What needs to be done: The answer is the set of lines that include "accurate", copied from the data below.

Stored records

====

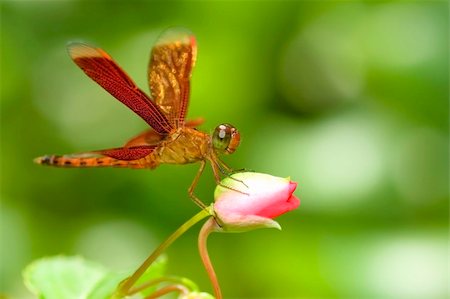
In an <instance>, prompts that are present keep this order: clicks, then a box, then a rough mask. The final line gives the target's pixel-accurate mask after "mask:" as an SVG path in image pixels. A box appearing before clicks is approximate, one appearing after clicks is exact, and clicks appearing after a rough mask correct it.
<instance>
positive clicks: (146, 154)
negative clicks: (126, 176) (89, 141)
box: [93, 145, 156, 161]
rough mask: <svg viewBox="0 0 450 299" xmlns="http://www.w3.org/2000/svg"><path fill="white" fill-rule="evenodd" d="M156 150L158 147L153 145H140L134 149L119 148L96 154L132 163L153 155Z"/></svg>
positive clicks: (123, 147) (109, 149)
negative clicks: (155, 149) (153, 153)
mask: <svg viewBox="0 0 450 299" xmlns="http://www.w3.org/2000/svg"><path fill="white" fill-rule="evenodd" d="M155 149H156V146H151V145H139V146H132V147H119V148H113V149H106V150H100V151H94V152H93V153H94V154H100V155H103V156H107V157H111V158H114V159H117V160H122V161H132V160H138V159H142V158H144V157H146V156H148V155H149V154H151V153H152V152H153V151H154V150H155Z"/></svg>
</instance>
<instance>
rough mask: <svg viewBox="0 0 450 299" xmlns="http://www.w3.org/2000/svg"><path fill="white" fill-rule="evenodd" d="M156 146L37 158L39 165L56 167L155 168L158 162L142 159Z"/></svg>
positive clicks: (38, 163) (147, 146) (150, 160)
mask: <svg viewBox="0 0 450 299" xmlns="http://www.w3.org/2000/svg"><path fill="white" fill-rule="evenodd" d="M155 149H156V146H135V147H130V148H113V149H106V150H99V151H92V152H86V153H77V154H70V155H48V156H42V157H38V158H36V159H35V160H34V161H35V162H36V163H38V164H43V165H49V166H56V167H107V166H112V167H128V168H155V167H156V166H158V163H157V160H155V159H146V160H144V161H143V162H142V161H140V159H142V158H145V157H146V156H148V155H150V154H151V153H152V152H153V151H154V150H155Z"/></svg>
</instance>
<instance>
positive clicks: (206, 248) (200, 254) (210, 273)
mask: <svg viewBox="0 0 450 299" xmlns="http://www.w3.org/2000/svg"><path fill="white" fill-rule="evenodd" d="M216 230H217V223H216V221H215V219H214V218H213V217H211V218H209V219H208V221H206V222H205V224H204V225H203V227H202V229H201V230H200V234H199V235H198V250H199V252H200V257H201V259H202V262H203V265H204V266H205V269H206V272H207V273H208V276H209V280H211V284H212V285H213V288H214V296H215V297H216V299H222V293H221V291H220V285H219V281H218V280H217V276H216V273H215V272H214V268H213V266H212V263H211V260H210V259H209V255H208V248H207V246H206V245H207V244H206V243H207V239H208V236H209V234H210V233H211V232H214V231H216Z"/></svg>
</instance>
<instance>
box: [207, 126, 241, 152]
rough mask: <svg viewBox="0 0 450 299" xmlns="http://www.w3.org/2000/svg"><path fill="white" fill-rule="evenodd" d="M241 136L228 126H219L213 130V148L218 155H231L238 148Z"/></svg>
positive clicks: (236, 131) (233, 127)
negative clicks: (217, 153) (218, 154)
mask: <svg viewBox="0 0 450 299" xmlns="http://www.w3.org/2000/svg"><path fill="white" fill-rule="evenodd" d="M240 140H241V135H240V134H239V132H238V130H237V129H236V128H235V127H233V126H232V125H230V124H221V125H218V126H217V127H216V128H215V129H214V133H213V136H212V144H213V148H214V150H215V151H216V152H218V153H223V154H232V153H234V151H235V150H236V148H237V147H238V146H239V142H240Z"/></svg>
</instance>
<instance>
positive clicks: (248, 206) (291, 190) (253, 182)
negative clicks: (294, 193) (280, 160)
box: [213, 172, 300, 232]
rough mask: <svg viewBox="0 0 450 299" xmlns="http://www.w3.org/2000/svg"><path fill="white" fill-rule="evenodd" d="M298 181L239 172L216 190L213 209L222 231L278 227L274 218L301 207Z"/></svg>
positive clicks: (231, 230) (251, 173)
mask: <svg viewBox="0 0 450 299" xmlns="http://www.w3.org/2000/svg"><path fill="white" fill-rule="evenodd" d="M296 187H297V183H295V182H292V181H290V179H289V178H280V177H275V176H272V175H268V174H263V173H256V172H239V173H235V174H233V175H231V176H230V177H227V178H225V179H223V180H222V181H221V185H218V186H217V187H216V190H215V192H214V199H215V202H214V205H213V210H214V213H215V216H216V218H217V220H218V222H219V224H220V226H221V227H220V229H219V230H222V231H231V232H240V231H247V230H251V229H256V228H263V227H274V228H278V229H280V225H279V224H278V222H276V221H274V220H272V219H273V218H275V217H278V216H280V215H281V214H284V213H286V212H288V211H290V210H293V209H295V208H297V207H298V205H299V204H300V200H299V199H298V198H297V197H295V196H294V195H293V192H294V191H295V188H296Z"/></svg>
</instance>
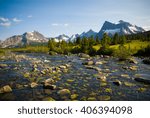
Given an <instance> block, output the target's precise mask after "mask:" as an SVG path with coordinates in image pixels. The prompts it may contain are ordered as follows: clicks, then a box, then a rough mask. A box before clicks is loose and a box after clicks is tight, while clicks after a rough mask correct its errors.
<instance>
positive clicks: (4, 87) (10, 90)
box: [0, 85, 12, 93]
mask: <svg viewBox="0 0 150 118" xmlns="http://www.w3.org/2000/svg"><path fill="white" fill-rule="evenodd" d="M9 92H12V88H11V87H10V86H9V85H6V86H3V87H2V88H1V89H0V93H9Z"/></svg>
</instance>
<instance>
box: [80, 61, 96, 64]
mask: <svg viewBox="0 0 150 118" xmlns="http://www.w3.org/2000/svg"><path fill="white" fill-rule="evenodd" d="M82 64H83V65H93V64H94V62H93V61H86V62H84V63H82Z"/></svg>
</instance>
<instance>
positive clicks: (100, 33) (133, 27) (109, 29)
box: [97, 20, 145, 38]
mask: <svg viewBox="0 0 150 118" xmlns="http://www.w3.org/2000/svg"><path fill="white" fill-rule="evenodd" d="M139 32H145V30H144V29H143V28H141V27H138V26H136V25H132V24H130V23H128V22H125V21H123V20H120V21H119V23H117V24H115V23H111V22H108V21H105V23H104V24H103V26H102V28H101V30H100V31H99V33H98V34H97V35H98V36H99V37H100V38H102V36H103V34H104V33H107V34H108V35H109V36H113V35H114V34H115V33H118V34H120V35H123V34H124V35H129V34H136V33H139Z"/></svg>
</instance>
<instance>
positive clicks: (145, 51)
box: [135, 45, 150, 56]
mask: <svg viewBox="0 0 150 118" xmlns="http://www.w3.org/2000/svg"><path fill="white" fill-rule="evenodd" d="M135 56H150V45H148V46H147V47H146V48H143V49H141V50H139V51H138V52H137V53H136V54H135Z"/></svg>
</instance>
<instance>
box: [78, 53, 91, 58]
mask: <svg viewBox="0 0 150 118" xmlns="http://www.w3.org/2000/svg"><path fill="white" fill-rule="evenodd" d="M78 56H79V57H81V58H90V56H89V55H88V54H84V53H79V54H78Z"/></svg>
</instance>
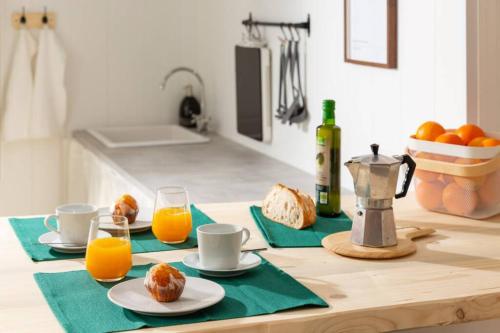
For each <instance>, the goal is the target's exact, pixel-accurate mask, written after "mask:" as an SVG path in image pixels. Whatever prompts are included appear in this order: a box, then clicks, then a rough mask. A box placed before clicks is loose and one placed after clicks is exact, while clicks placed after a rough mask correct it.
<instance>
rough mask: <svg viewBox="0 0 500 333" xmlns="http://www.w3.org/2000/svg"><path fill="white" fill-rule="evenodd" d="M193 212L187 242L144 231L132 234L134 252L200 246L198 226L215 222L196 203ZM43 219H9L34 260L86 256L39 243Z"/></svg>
mask: <svg viewBox="0 0 500 333" xmlns="http://www.w3.org/2000/svg"><path fill="white" fill-rule="evenodd" d="M191 214H192V216H193V230H192V231H191V233H190V234H189V238H188V240H187V241H186V242H184V243H181V244H164V243H162V242H160V241H159V240H157V239H156V237H155V236H154V235H153V233H152V232H151V230H149V231H146V232H142V233H134V234H130V237H131V241H132V253H144V252H157V251H171V250H179V249H190V248H193V247H196V246H198V240H197V239H196V227H198V226H200V225H203V224H208V223H215V222H214V221H213V220H212V219H211V218H209V217H208V216H207V215H205V214H204V213H203V212H202V211H201V210H199V209H198V208H196V207H195V206H194V205H191ZM43 219H44V218H43V217H35V218H27V219H20V218H10V219H9V222H10V225H11V226H12V228H13V229H14V232H15V233H16V235H17V238H18V239H19V241H20V242H21V244H22V246H23V248H24V250H25V251H26V253H27V254H28V255H29V256H30V258H31V259H32V260H33V261H46V260H60V259H74V258H84V257H85V253H75V254H69V253H60V252H57V251H54V250H53V249H52V248H50V247H49V246H47V245H43V244H40V243H38V237H40V235H42V234H44V233H46V232H48V230H47V228H45V226H44V225H43Z"/></svg>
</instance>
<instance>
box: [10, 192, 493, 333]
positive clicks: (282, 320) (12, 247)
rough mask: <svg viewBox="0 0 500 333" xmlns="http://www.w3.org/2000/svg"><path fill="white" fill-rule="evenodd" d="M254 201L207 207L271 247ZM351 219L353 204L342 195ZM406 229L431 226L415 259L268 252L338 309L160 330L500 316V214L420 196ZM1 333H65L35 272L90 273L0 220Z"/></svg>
mask: <svg viewBox="0 0 500 333" xmlns="http://www.w3.org/2000/svg"><path fill="white" fill-rule="evenodd" d="M250 204H251V203H248V202H247V203H231V204H207V205H199V208H200V209H202V210H203V211H204V212H205V213H207V214H208V215H209V216H210V217H212V218H213V219H215V220H216V221H218V222H221V223H236V224H242V225H245V226H246V227H248V228H249V229H250V230H251V232H252V239H251V241H250V242H249V244H248V246H249V247H258V246H261V245H263V244H265V242H264V241H263V239H262V238H261V235H260V233H259V232H258V231H257V229H256V226H255V224H254V222H253V220H252V218H251V216H250V213H249V210H248V207H249V206H250ZM343 204H344V207H345V209H346V211H347V212H350V211H352V204H353V199H352V198H351V197H349V198H343ZM395 204H396V206H395V212H396V218H397V220H398V224H399V225H415V226H424V225H425V226H429V227H432V228H435V229H436V230H437V232H436V234H435V235H434V236H431V237H428V238H425V239H420V240H418V241H417V243H418V251H417V253H416V254H414V255H411V256H409V257H406V258H402V259H396V260H391V261H367V260H356V259H348V258H343V257H340V256H337V255H334V254H331V253H329V252H327V251H326V250H324V249H323V248H311V249H301V248H296V249H272V248H270V249H269V250H267V251H264V252H262V253H261V254H262V255H263V256H264V257H265V258H266V259H268V260H269V261H271V262H272V263H273V264H275V265H277V266H279V267H280V268H282V269H283V270H285V271H286V272H287V273H289V274H291V275H292V276H294V277H295V278H296V279H298V280H299V281H300V282H301V283H303V284H304V285H306V286H307V287H308V288H310V289H311V290H312V291H314V292H315V293H317V294H318V295H319V296H321V297H322V298H323V299H324V300H325V301H327V302H328V303H329V304H330V308H328V309H307V310H296V311H286V312H282V313H278V314H272V315H265V316H257V317H250V318H241V319H232V320H224V321H217V322H207V323H202V324H193V325H182V326H171V327H165V328H156V329H150V330H152V331H162V332H166V331H176V332H177V331H186V332H199V331H200V330H203V331H213V332H221V331H225V330H227V331H235V330H236V329H237V331H238V332H286V333H294V332H327V331H328V332H377V331H380V332H384V331H391V330H396V329H405V328H414V327H423V326H433V325H448V324H452V323H461V322H468V321H474V320H483V319H490V318H498V317H500V223H498V222H500V216H498V217H496V218H492V219H490V220H487V221H474V220H469V219H463V218H458V217H453V216H448V215H441V214H434V213H429V212H426V211H423V210H421V209H420V208H417V207H416V205H415V203H414V199H413V198H412V197H409V198H405V199H402V200H396V201H395ZM192 251H195V250H193V249H191V250H180V251H170V252H156V253H144V254H137V255H134V264H144V263H149V262H153V261H158V260H162V261H166V262H168V261H178V260H181V259H182V257H183V256H185V255H186V254H188V253H190V252H192ZM0 252H1V253H2V264H1V265H0V330H1V331H5V332H35V331H44V332H58V331H61V330H62V329H61V327H60V326H59V324H58V322H57V320H56V319H55V317H54V315H53V314H52V312H51V310H50V309H49V307H48V305H47V303H46V302H45V300H44V298H43V296H42V294H41V292H40V290H39V289H38V287H37V286H36V284H35V281H34V279H33V276H32V275H33V273H35V272H59V271H67V270H77V269H84V261H83V259H77V260H59V261H49V262H41V263H33V262H32V261H31V260H30V259H29V258H28V256H27V255H26V254H25V252H24V251H23V249H22V248H21V245H20V243H19V241H18V240H17V238H16V236H15V235H14V232H13V231H12V229H11V227H10V225H9V224H8V223H7V222H6V221H5V219H3V221H1V222H0Z"/></svg>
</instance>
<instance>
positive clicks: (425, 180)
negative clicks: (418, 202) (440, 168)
mask: <svg viewBox="0 0 500 333" xmlns="http://www.w3.org/2000/svg"><path fill="white" fill-rule="evenodd" d="M415 177H417V178H418V179H420V180H422V181H424V182H432V181H435V180H437V179H438V177H439V174H438V173H435V172H432V171H426V170H420V169H417V170H415Z"/></svg>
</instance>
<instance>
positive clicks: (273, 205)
mask: <svg viewBox="0 0 500 333" xmlns="http://www.w3.org/2000/svg"><path fill="white" fill-rule="evenodd" d="M262 214H264V216H265V217H267V218H268V219H270V220H272V221H274V222H277V223H281V224H284V225H286V226H288V227H291V228H295V229H304V228H306V227H308V226H310V225H312V224H314V223H315V222H316V207H315V205H314V201H313V200H312V198H311V197H310V196H309V195H307V194H305V193H302V192H300V191H299V190H294V189H291V188H289V187H287V186H285V185H283V184H276V185H274V186H273V187H272V188H271V191H269V193H268V194H267V195H266V198H265V199H264V202H263V203H262Z"/></svg>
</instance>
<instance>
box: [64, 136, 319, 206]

====

Task solution:
In an <instance>, prompts that are present keep this order: clicks, then a box, then a rough mask. The final line gives the target's pixel-accurate mask after "mask:" as an SVG path in image pixels. A box appearing before clicks is approximate, one appearing after clicks is exact, and clicks appearing after a rough mask correct it.
For each <instance>, the goal is the target's exact, pixel-accurate mask, written after "mask:" as an SVG path in image pixels. Whatever prompts are included appear in this order: a box, then clicks, then a rough mask. A box placed before clicks is loose and one placed after clicks is exact, while clicks placed after a rough mask correct it.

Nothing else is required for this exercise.